▸ Request: Print every line of the data below word for word, leaving out the pictures.

----- Stored data

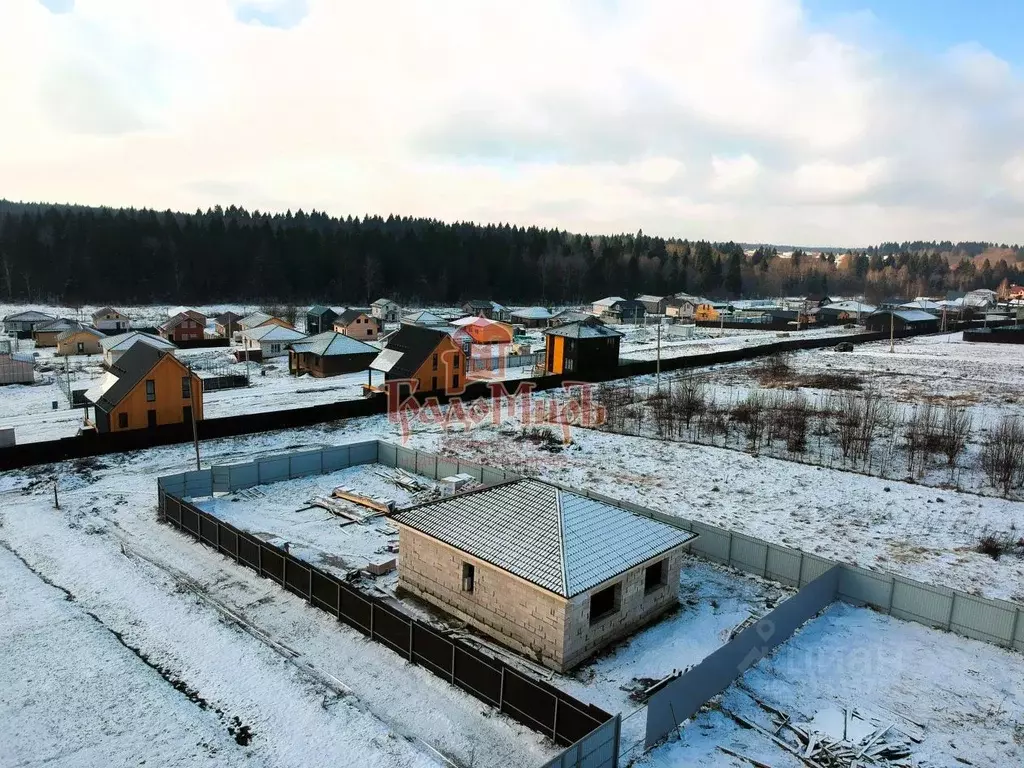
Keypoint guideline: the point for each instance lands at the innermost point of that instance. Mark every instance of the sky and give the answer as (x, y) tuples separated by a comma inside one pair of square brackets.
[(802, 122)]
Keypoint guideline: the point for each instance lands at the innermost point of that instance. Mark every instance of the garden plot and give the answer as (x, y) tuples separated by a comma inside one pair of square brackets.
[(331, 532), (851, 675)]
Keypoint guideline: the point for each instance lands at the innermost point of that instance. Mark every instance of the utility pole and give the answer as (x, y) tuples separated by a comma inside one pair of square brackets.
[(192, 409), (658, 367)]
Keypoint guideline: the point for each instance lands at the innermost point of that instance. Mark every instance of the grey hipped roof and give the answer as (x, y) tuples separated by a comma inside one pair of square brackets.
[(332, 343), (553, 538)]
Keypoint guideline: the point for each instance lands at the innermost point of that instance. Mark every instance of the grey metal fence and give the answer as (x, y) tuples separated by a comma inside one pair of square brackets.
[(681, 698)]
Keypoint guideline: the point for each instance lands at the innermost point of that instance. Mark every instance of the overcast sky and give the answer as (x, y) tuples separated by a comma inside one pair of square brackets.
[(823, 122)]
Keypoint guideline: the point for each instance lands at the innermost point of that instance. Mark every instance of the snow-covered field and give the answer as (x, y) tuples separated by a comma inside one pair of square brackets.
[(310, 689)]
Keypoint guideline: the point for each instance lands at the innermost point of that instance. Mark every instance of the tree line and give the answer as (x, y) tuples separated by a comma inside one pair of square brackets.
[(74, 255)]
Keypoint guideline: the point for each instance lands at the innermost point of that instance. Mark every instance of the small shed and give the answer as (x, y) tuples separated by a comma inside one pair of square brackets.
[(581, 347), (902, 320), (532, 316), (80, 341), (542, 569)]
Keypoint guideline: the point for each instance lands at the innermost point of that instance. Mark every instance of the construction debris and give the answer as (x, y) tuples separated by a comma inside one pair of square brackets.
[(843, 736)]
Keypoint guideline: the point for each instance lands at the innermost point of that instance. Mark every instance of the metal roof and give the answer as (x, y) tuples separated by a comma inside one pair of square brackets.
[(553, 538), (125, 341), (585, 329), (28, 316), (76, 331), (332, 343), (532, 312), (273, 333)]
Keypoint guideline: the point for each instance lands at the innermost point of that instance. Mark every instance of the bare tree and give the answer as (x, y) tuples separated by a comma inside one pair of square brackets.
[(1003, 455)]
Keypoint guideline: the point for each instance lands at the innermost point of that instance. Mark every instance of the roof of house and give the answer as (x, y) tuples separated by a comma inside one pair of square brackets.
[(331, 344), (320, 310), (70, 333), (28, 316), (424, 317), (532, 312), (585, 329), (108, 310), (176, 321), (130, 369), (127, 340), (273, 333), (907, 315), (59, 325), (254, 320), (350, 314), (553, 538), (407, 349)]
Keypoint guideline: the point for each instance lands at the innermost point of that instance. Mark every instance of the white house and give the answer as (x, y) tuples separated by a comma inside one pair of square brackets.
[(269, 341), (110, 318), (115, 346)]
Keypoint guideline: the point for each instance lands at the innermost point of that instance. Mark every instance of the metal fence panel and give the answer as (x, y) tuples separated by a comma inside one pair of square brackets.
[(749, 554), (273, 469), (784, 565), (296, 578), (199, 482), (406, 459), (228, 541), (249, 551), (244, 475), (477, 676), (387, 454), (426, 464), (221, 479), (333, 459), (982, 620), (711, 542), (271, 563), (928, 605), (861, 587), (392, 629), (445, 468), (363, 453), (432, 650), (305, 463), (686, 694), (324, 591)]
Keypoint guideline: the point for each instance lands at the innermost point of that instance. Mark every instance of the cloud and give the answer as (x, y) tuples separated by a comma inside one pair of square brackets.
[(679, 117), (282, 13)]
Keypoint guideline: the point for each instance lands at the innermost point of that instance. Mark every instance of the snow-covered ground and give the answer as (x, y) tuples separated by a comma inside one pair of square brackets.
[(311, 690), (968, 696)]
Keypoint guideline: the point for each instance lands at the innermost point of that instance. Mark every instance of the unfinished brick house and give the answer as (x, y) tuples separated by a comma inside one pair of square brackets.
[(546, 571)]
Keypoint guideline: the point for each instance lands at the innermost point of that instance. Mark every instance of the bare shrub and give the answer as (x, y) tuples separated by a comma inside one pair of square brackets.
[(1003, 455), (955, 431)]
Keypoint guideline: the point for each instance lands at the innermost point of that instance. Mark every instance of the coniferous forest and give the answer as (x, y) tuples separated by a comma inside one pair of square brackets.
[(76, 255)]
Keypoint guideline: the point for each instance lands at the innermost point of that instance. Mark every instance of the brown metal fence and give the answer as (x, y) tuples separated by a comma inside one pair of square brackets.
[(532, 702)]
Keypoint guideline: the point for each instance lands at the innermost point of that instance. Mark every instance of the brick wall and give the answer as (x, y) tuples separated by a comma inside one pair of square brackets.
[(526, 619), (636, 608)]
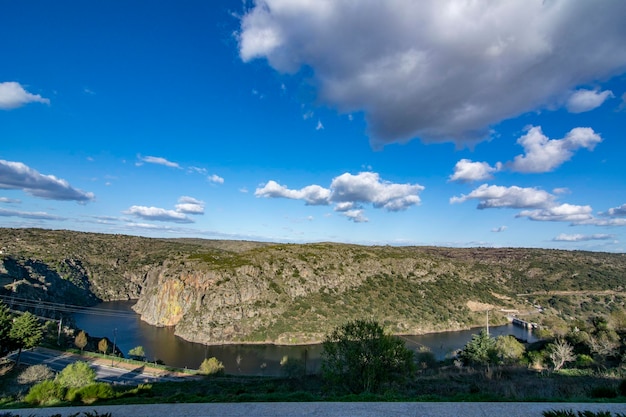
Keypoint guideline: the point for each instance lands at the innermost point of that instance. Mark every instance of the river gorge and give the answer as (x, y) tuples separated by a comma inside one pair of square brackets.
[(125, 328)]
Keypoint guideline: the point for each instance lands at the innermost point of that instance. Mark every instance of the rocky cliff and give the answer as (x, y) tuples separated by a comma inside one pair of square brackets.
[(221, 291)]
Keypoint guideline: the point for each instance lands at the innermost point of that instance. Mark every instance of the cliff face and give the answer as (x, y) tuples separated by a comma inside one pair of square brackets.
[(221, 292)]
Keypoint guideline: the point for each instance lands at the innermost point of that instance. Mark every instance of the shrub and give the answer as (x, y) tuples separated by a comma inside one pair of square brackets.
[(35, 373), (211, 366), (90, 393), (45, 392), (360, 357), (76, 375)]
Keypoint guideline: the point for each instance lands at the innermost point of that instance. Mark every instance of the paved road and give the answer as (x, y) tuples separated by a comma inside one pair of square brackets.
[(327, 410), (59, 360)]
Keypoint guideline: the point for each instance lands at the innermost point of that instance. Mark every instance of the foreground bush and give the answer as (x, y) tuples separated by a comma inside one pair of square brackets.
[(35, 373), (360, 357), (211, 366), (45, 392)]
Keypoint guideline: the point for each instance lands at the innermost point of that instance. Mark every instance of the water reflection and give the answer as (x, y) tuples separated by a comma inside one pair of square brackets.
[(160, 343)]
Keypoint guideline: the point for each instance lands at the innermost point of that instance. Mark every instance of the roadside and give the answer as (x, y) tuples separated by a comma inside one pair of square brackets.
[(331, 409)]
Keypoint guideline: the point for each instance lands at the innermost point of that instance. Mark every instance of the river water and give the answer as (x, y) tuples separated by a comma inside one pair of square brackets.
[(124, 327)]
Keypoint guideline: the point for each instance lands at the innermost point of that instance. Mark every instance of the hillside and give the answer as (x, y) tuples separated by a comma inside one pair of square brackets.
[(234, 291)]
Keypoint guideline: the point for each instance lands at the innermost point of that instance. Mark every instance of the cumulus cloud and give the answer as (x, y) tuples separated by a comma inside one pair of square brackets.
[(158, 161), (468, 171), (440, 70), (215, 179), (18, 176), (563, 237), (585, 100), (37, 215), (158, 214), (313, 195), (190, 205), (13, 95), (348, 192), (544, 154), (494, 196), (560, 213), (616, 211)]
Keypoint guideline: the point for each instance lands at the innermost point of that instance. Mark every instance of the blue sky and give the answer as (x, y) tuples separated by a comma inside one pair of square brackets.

----------

▸ Problem solution:
Keypoint guideline: the point for each instance lands at the innermost point of that instance. Mark every instance of the sky and give the answer as (x, y) tuples separated by a comma inside one pair of square brackets.
[(802, 122)]
Keypoint guideline: the point for each instance lands at the innermost point of that instance. Mark every instance of the garden plot and give the answer as (x, y) tuples separated by a comma inside one pair of square brackets.
[(331, 532), (851, 675)]
Keypoint guideline: the point for each instance lands at the innermost point of that instance. Mark every instance of the utility pole and give the answer as (x, y) tuples separated by a comma inside one pair of square brackets.
[(192, 409), (658, 367)]
Keypoint guideline: the point for each instance lands at the innermost point of that instance. Mark every instance of the grey hipped roof and give the answer as (x, y) tuples separated by a comma inside one pair of square brackets.
[(332, 343), (553, 538)]
Keypoint guideline: the point for each instance lands at the innermost point of that instance. Mark every instance of the grey metal fence and give the answer as (x, y) tuples separated by a comma inside one pair of square brackets.
[(681, 698)]
Keypoint guideline: the point for each instance lands at the innermost point of that instance. Mark every instance of the overcast sky and give the answer as (x, y) tuples separated by a comma inside one pair of square brackets.
[(823, 122)]
Keypoint guideline: the point for each instance lands at the innermost point of that instance. Mark every instance of the snow-covered field and give the answer as (x, y) tuples separated by a comma inside one pair of square brackets.
[(310, 689)]
Keypoint guideline: the point for each instance lands at the innermost point of that instance. Mark every instance of the tree line and give the answer as (x, y) tuples separated by a comma inside one pair of square brackets.
[(74, 255)]
Keypoint guideline: the point for each instance lands at the innermost point of that instance. Mark every instance of the small shed and give the answer as (x, y) tuples separated by a comma inside one pair of square brackets.
[(581, 347), (902, 320), (532, 316), (80, 341), (542, 569)]
Keypoint guideline: the point for each instance lands at the innermost point of that instance. Mark every instance of the construction debris and give the answer as (x, y) tuples separated by a comma inside one pair of square brackets.
[(843, 736)]
Keypoint guideline: the point for each instance lands at the innermost point of that instance. Mark every instance of the metal roof and give the answer as (x, y) tuples separated by a comma inside one pair of square brackets.
[(553, 538), (125, 341), (585, 329), (28, 316), (76, 331), (332, 343), (532, 312), (273, 333)]
Keypoint guideline: the point for each instance lands at the innermost point of that instance. Mark every instance of the bare tree and give the answer as (x, y) tuples separated by a comma inside one pair of square brackets.
[(1003, 455)]
Keypoint guideline: the point for each instance lands at the innermost point of that instance. Mark every instance of the roof of house and give the answer as (x, y) tuples separated by a comma inside one pair of square brackets.
[(331, 344), (320, 310), (70, 333), (28, 316), (424, 317), (532, 312), (585, 329), (108, 310), (176, 321), (130, 369), (127, 340), (273, 333), (907, 315), (59, 325), (254, 320), (350, 314), (553, 538), (407, 349)]
Keypoint guideline: the point for each instance lands at the innermost point of that instance. Mark every instance of the white house and give the answer as (x, y) tuples separated by a comma inside one pair of square brackets.
[(269, 341), (110, 318), (115, 346)]
Keypoint guideline: the point for each instance lands at the innermost point of that instance. Mark every instance of the metal fence panel and give the answer as (x, y) tuples separated by a comma inside one pair of square brackets.
[(749, 554), (273, 469), (784, 565), (296, 578), (199, 482), (406, 459), (228, 541), (249, 551), (244, 475), (477, 676), (387, 454), (426, 464), (221, 479), (333, 459), (982, 620), (711, 542), (271, 563), (928, 605), (861, 587), (392, 629), (445, 468), (363, 453), (432, 650), (305, 463), (686, 694), (324, 591)]
Keypoint guideline: the point for each instance lands at the innermost point of that instance. Mark every instance of the cloud and give the answer as (x, y) tuples separated by a comma inside one pair of square brackets.
[(679, 117), (282, 13)]
Keypoint guideline: the point for each instance lands at the innermost point of that instance. Mark every instance of the snow-covered ground and give the answer as (x, y) tuples separated by a comma inside one pair of square brackets.
[(311, 690), (968, 696)]
Keypoint guideline: the point for each instance lands at the innermost point of that instance. Mark every instance of the unfinished brick house and give the answer as (x, y) tuples separated by a comma inside one pair of square brackets.
[(546, 571)]
Keypoint guideline: the point for each instance lands at the innermost point of that instance. Mark every instance of the bare shrub and give the answer as (x, y) tuples separated by a comma inside one pair of square brackets.
[(1003, 455), (955, 431)]
Keypoint guideline: the point for each instance lands at the innermost point of that instance. Mark every instance of the coniferous forest and give the answer as (x, y) tuples separated by a comma inside one pair of square brackets.
[(76, 255)]
Keypoint guideline: the point for each instance lands at the innermost point of that instance. Mark every instance of the brown metal fence and give the answer as (x, y) tuples separated by a comma inside one pair of square brackets.
[(532, 702)]
Keypoint guideline: the point for each instance lands at the innermost point of that instance. Mark every instance of the brick wall and give the answer as (x, y) tuples separated by a comma inside one pair of square brackets.
[(526, 619), (636, 608)]
Keypoint guideline: the point for each instance lands at the innermost point of that instance. Mark every instance of the river gorge and give the answer as (x, y) tuples separated by a comma inside one pair of square brackets.
[(125, 328)]
Keypoint guideline: the point for each instance lands at the innermost point of that instance. Mark every instance of the rocky cliff and give the answer as (x, y) tuples separated by a comma inside one pair of square brackets.
[(221, 291)]
Keypoint guideline: the point for each instance lands at the innermost point of that instance. Mark every instance of the cliff face and give the answer as (x, y) tuples separated by a comma inside one pair of square brackets.
[(221, 292)]
Keypoint guideline: the point for each instance lands at the innermost point of that instance. Mark every instance of the shrub and give the answer as (x, y) tuples separated by a comma inside one pair of square brackets.
[(35, 373), (211, 366), (90, 393), (45, 392), (360, 357), (76, 375)]
Keypoint guideline: the point for each instance lands at the innermost point of that instance. Mark every instance of the paved road and give the answer as (x, y) tuples separated by a comma inside one pair of square brackets.
[(327, 410), (59, 360)]
Keypoint guideline: the point for each instance lands at the innermost point of that instance. Mark every instance of the foreground bush and give the answer as (x, y) tuples separated by a comma inside one pair of square brackets.
[(35, 373), (360, 357), (211, 366), (45, 392)]
Keypoint guideline: the point for each instance lands at the innermost point of that instance. Mark every instance of the water reflection and give the answer as (x, y) tuples separated by a comma inside one pair of square brackets.
[(160, 343)]
Keypoint guideline: the point for each instance lands at the innermost point of that instance. Mark every instance of the roadside and give the answer as (x, y) tuples separated by a comma inside one pair of square brackets.
[(331, 409)]
Keypoint guideline: the point for each instance lands at the innermost point of that instance. Mark every instance of the river water and give the answer as (x, y) tuples separated by a comma inside one pair of square brackets.
[(124, 327)]
Keypoint guideline: the point for each instance lands at the innermost point of that instance. Mark every instance of the hillside and give the answer as (x, y) tuples separated by a comma inside one pair of square brackets.
[(234, 291)]
Keypoint guideline: the point for each instance lands at the innermost point of that instance. Mark every instance of the cumulus cloud and give the answer as (x, y) tuples separated by a comma inside one pair of square brackets.
[(158, 161), (468, 171), (440, 70), (215, 179), (18, 176), (563, 237), (585, 100), (37, 215), (158, 214), (313, 195), (190, 205), (13, 95), (348, 192), (544, 154), (494, 196), (560, 213), (616, 211)]
Keypoint guideline: the point for each instance lands at the innermost point of that instance. Mark every instance of the blue sky and give the answer as (x, y) tuples separated by a comma inside one pair of square brackets.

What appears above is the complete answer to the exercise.